Region pointing data
----------

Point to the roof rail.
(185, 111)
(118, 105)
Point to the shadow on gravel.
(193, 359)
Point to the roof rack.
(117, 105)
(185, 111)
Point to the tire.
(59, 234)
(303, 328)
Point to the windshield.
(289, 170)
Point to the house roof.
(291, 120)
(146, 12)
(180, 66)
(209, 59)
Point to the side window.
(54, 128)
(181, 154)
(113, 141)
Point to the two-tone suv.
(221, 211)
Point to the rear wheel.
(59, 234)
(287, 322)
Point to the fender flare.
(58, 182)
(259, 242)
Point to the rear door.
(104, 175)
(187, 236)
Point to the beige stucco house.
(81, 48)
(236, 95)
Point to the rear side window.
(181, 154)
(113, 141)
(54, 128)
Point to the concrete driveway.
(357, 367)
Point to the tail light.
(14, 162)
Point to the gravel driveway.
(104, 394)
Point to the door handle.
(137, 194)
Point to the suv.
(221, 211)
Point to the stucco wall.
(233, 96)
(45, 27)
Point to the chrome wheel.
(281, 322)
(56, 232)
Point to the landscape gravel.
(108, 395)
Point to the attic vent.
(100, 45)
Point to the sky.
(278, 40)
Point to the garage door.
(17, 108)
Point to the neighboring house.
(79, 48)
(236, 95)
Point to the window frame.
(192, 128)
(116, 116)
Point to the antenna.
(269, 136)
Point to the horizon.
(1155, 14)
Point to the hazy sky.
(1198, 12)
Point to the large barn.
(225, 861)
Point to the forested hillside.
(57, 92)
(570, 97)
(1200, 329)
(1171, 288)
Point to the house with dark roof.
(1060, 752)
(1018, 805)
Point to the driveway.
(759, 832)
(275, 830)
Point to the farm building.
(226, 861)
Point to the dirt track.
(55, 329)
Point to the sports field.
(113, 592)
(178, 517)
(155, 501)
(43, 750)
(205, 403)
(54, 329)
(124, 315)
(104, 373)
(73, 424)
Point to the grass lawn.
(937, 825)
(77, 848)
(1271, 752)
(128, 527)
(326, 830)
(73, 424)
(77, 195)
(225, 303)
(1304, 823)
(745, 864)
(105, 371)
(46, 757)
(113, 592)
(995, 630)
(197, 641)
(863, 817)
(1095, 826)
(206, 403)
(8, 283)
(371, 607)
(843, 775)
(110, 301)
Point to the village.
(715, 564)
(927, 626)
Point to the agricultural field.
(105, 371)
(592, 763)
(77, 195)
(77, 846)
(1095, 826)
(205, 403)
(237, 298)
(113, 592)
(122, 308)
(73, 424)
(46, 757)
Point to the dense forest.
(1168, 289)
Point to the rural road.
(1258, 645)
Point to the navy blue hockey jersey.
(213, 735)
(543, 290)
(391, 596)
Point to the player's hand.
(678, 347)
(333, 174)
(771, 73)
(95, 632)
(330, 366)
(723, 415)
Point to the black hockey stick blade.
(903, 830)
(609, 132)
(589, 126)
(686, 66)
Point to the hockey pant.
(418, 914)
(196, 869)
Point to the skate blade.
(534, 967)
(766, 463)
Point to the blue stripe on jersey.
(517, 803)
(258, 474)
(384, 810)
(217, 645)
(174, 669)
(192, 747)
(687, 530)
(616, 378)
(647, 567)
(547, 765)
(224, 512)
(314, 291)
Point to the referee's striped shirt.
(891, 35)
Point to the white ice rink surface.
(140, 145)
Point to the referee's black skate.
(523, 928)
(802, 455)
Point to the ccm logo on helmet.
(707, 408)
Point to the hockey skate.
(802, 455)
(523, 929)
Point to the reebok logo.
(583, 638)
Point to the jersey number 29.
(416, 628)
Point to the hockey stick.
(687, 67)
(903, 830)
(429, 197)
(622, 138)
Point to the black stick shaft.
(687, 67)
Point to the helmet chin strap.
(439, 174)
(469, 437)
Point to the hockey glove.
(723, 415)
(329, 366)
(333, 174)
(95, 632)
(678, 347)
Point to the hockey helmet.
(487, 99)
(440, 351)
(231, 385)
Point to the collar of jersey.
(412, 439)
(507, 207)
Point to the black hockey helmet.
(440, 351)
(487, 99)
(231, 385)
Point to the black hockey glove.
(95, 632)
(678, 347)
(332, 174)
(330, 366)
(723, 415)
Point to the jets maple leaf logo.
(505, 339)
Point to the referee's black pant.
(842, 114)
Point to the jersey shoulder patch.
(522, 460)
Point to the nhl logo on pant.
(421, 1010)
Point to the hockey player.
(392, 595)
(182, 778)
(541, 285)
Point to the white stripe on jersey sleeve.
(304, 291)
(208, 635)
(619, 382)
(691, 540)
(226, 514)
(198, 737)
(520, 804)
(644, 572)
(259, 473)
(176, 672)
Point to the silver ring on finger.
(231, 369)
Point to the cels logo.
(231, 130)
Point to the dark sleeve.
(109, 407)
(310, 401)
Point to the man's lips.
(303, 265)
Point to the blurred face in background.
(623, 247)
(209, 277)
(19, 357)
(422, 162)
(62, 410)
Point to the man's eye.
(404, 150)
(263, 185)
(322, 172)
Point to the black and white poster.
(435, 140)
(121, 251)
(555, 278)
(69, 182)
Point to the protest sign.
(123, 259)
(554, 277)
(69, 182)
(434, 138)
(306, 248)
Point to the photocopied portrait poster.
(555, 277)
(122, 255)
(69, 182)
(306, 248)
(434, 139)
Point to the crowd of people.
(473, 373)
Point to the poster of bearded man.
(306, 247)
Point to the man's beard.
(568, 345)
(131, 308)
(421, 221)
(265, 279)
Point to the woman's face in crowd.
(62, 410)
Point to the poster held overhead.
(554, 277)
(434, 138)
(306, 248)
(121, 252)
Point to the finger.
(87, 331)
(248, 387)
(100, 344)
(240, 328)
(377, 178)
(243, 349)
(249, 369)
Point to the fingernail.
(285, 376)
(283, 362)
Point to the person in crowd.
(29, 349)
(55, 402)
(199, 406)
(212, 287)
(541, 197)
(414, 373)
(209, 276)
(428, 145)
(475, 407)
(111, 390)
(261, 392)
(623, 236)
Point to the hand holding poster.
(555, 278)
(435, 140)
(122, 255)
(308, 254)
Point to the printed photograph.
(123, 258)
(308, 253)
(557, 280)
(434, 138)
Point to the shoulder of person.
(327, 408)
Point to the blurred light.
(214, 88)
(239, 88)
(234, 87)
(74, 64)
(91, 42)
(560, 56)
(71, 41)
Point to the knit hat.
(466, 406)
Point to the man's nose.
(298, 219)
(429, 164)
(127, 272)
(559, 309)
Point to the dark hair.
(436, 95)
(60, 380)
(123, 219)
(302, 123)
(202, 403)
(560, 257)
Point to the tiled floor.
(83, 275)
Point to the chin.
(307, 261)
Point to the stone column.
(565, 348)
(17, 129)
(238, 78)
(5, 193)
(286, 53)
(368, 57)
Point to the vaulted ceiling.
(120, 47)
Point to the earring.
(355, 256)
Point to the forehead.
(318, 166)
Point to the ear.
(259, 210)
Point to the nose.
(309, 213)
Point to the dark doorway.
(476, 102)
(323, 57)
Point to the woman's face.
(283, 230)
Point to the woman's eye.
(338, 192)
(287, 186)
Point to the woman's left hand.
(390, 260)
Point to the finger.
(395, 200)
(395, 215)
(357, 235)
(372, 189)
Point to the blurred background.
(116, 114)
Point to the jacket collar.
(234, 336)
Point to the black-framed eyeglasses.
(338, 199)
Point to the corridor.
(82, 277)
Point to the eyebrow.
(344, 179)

----------

- EXERCISE DIRECTIONS -
Each entry above needs to be returned exactly as written.

- TASK SOLUTION -
Point to the roof rail.
(185, 111)
(118, 105)
Point to the shadow on gravel.
(193, 359)
Point to the roof rack.
(117, 105)
(185, 111)
Point to the tire.
(59, 234)
(303, 328)
Point to the windshield.
(289, 170)
Point to the house roof.
(291, 120)
(146, 12)
(180, 66)
(209, 59)
Point to the side window.
(54, 128)
(181, 154)
(113, 141)
Point to the two-tone suv.
(221, 211)
Point to the rear wheel.
(59, 234)
(287, 322)
Point to the fender flare.
(58, 182)
(259, 242)
Point to the rear door.
(104, 175)
(187, 236)
Point to the beige stucco house.
(81, 48)
(236, 95)
Point to the rear side window.
(181, 154)
(113, 141)
(54, 128)
Point to the concrete driveway.
(357, 367)
Point to the tail light.
(14, 162)
Point to the gravel driveway.
(104, 394)
Point to the door handle.
(137, 194)
Point to the suv.
(221, 211)
Point to the stucco wall.
(233, 96)
(45, 27)
Point to the chrome wheel.
(281, 322)
(56, 232)
Point to the landscape gravel.
(108, 395)
Point to the attic vent.
(100, 45)
Point to the sky.
(278, 40)
Point to the garage door.
(17, 108)
Point to the neighboring house.
(79, 48)
(236, 95)
Point to the window frame.
(192, 128)
(116, 116)
Point to the antenna.
(269, 136)
Point to the horizon.
(1155, 14)
Point to the hazy sky.
(1198, 12)
Point to the large barn.
(225, 861)
Point to the forested hillside.
(57, 92)
(570, 97)
(1200, 329)
(1171, 288)
Point to the house with dark roof.
(1060, 752)
(1018, 805)
Point to the driveway.
(759, 832)
(275, 830)
Point to the farm building.
(226, 861)
Point to the dirt track.
(55, 329)
Point to the sports field.
(113, 592)
(178, 517)
(155, 501)
(43, 750)
(205, 403)
(54, 329)
(124, 315)
(104, 373)
(73, 424)
Point to the grass lawn.
(937, 825)
(77, 848)
(1271, 752)
(128, 527)
(326, 830)
(73, 424)
(77, 195)
(225, 303)
(1304, 823)
(745, 864)
(105, 371)
(46, 757)
(113, 592)
(995, 630)
(197, 641)
(863, 817)
(1095, 826)
(206, 403)
(8, 283)
(371, 607)
(843, 775)
(110, 301)
Point to the village.
(715, 564)
(927, 626)
Point to the agricultural field.
(105, 371)
(592, 763)
(77, 195)
(77, 846)
(1095, 826)
(205, 403)
(237, 298)
(113, 592)
(122, 308)
(73, 424)
(46, 757)
Point to the dense forest.
(1168, 289)
Point to the rural road.
(1258, 645)
Point to the navy blue hockey jersey.
(213, 735)
(543, 290)
(391, 596)
Point to the player's hand.
(678, 347)
(333, 174)
(771, 73)
(95, 632)
(330, 366)
(723, 415)
Point to the black hockey stick blade.
(903, 830)
(609, 132)
(589, 126)
(686, 66)
Point to the hockey pant.
(418, 914)
(196, 869)
Point to the skate blade.
(534, 967)
(766, 463)
Point to the blue stripe on jersey.
(517, 803)
(258, 474)
(384, 810)
(217, 645)
(174, 669)
(192, 747)
(687, 530)
(616, 378)
(647, 567)
(547, 765)
(224, 512)
(314, 291)
Point to the referee's striped shirt.
(891, 35)
Point to the white ice rink surface.
(140, 145)
Point to the referee's black skate.
(523, 928)
(802, 455)
Point to the ccm logo on helmet.
(707, 408)
Point to the hockey skate.
(802, 455)
(523, 929)
Point to the reebok logo.
(583, 638)
Point to the jersey number 29.
(416, 628)
Point to the hockey stick.
(687, 67)
(903, 830)
(429, 197)
(622, 138)
Point to the black stick shaft.
(687, 67)
Point to the helmet chin strap.
(439, 174)
(469, 437)
Point to the hockey glove.
(723, 415)
(329, 366)
(333, 174)
(95, 632)
(678, 347)
Point to the hockey helmet.
(487, 99)
(440, 351)
(231, 385)
Point to the collar of jersey.
(412, 439)
(507, 207)
Point to the black hockey helmet.
(440, 351)
(487, 99)
(231, 385)
Point to the black hockey glove.
(95, 632)
(678, 347)
(332, 174)
(330, 366)
(723, 415)
Point to the jets maple leaf logo.
(505, 339)
Point to the referee's black pant.
(842, 114)
Point to the jersey shoulder patch.
(522, 460)
Point to the nhl logo on pant.
(421, 1010)
Point to the hockey player.
(392, 595)
(182, 778)
(541, 285)
Point to the white stripe on jersey sleeve.
(304, 291)
(208, 635)
(619, 382)
(691, 540)
(226, 514)
(198, 737)
(520, 804)
(644, 572)
(259, 473)
(176, 672)
Point to the silver ring on finger.
(231, 369)
Point to the cels logo.
(231, 130)
Point to the dark sleeve.
(109, 407)
(310, 401)
Point to the man's lips.
(303, 265)
Point to the blurred face in background.
(623, 247)
(209, 277)
(19, 357)
(422, 162)
(62, 410)
Point to the man's eye.
(404, 150)
(263, 185)
(322, 172)
Point to the black and white poster.
(435, 140)
(121, 251)
(555, 278)
(69, 182)
Point to the protest sign.
(123, 259)
(554, 277)
(69, 182)
(434, 138)
(306, 248)
Point to the photocopied portrait poster.
(555, 277)
(122, 255)
(69, 182)
(306, 248)
(434, 139)
Point to the crowd of people.
(473, 373)
Point to the poster of bearded man.
(306, 247)
Point to the man's beard.
(568, 345)
(131, 308)
(421, 221)
(265, 279)
Point to the woman's face in crowd.
(62, 410)
Point to the poster held overhead.
(554, 277)
(434, 138)
(306, 248)
(121, 252)
Point to the finger.
(87, 331)
(248, 387)
(100, 344)
(240, 328)
(377, 178)
(243, 349)
(249, 369)
Point to the fingernail.
(285, 376)
(283, 362)
Point to the person in crowd.
(29, 349)
(55, 402)
(199, 406)
(212, 287)
(541, 197)
(414, 373)
(209, 276)
(428, 145)
(475, 407)
(111, 390)
(261, 392)
(623, 236)
Point to the hand holding poster.
(555, 278)
(435, 140)
(122, 255)
(308, 254)
Point to the printed photograph.
(123, 258)
(308, 253)
(557, 280)
(434, 138)
Point to the shoulder of person.
(327, 408)
Point to the blurred light.
(214, 88)
(239, 88)
(234, 87)
(74, 64)
(91, 42)
(560, 56)
(71, 41)
Point to the knit hat.
(466, 406)
Point to the man's nose.
(298, 219)
(429, 164)
(127, 272)
(559, 309)
Point to the dark hair.
(436, 95)
(60, 380)
(123, 219)
(302, 123)
(202, 403)
(560, 257)
Point to the tiled floor.
(83, 275)
Point to the chin.
(307, 261)
Point to the stone column.
(565, 348)
(17, 129)
(238, 78)
(5, 193)
(286, 53)
(368, 57)
Point to the vaulted ceiling.
(120, 47)
Point to the earring.
(355, 256)
Point to the forehead.
(318, 166)
Point to the ear.
(259, 210)
Point to the nose.
(309, 213)
Point to the dark doorway.
(476, 102)
(323, 57)
Point to the woman's face.
(283, 230)
Point to the woman's eye.
(338, 192)
(287, 186)
Point to the woman's left hand.
(390, 260)
Point to the finger.
(395, 200)
(395, 215)
(357, 235)
(372, 189)
Point to the blurred background.
(116, 114)
Point to the jacket collar.
(234, 336)
Point to the black-framed eyeglasses.
(338, 199)
Point to the corridor.
(82, 277)
Point to the eyebrow.
(344, 179)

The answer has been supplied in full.